━━ ENTRIES SHOWN
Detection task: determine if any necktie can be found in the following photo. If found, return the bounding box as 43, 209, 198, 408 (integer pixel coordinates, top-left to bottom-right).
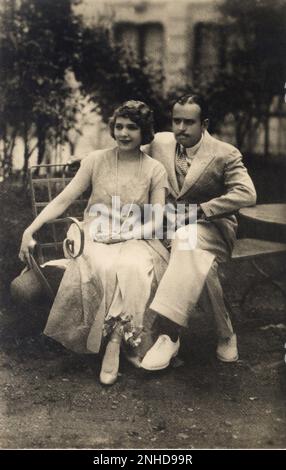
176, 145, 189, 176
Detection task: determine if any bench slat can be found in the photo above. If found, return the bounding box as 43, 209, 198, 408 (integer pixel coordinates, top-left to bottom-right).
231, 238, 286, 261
━━━━
━━ ENTRIES SHOWN
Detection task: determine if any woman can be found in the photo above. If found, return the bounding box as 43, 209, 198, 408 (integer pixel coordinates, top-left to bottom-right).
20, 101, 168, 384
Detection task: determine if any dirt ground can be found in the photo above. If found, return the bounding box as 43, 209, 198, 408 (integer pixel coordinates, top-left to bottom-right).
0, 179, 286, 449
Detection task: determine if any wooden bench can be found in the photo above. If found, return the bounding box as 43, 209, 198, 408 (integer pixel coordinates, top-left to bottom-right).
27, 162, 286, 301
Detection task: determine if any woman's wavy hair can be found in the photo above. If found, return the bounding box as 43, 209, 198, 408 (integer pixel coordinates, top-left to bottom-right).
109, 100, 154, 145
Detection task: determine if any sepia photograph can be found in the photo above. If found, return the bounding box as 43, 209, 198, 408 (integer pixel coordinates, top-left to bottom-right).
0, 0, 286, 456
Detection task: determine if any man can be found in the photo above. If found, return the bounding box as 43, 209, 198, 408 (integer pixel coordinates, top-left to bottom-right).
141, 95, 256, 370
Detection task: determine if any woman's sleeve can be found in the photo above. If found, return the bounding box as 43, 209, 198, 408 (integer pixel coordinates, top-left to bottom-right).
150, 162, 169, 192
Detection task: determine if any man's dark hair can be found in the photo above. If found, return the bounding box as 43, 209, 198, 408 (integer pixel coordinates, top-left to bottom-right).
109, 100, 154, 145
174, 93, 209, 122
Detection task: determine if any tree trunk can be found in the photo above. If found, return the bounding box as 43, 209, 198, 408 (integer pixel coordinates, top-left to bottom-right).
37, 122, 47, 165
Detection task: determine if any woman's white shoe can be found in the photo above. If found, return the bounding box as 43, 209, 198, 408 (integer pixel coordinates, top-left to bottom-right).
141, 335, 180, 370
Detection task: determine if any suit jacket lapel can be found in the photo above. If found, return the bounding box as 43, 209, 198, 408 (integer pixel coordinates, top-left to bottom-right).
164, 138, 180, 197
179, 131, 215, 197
━━━━
▶ **DO THIS**:
Identify every line in the entries above that contains the word "bench", and copy each of those lines.

▶ **RESULT OF THIS TASK**:
Detection task: determine if any bench slat can be found in the photo above. If found, return the bounding box as 43, 209, 198, 408 (integer pixel coordinates, top-left to bottom-right).
Detection task: determine if any wooden bench can be found in the photo above. If found, return the bounding box as 43, 209, 198, 408 (integer pixel coordinates, top-left to bottom-right).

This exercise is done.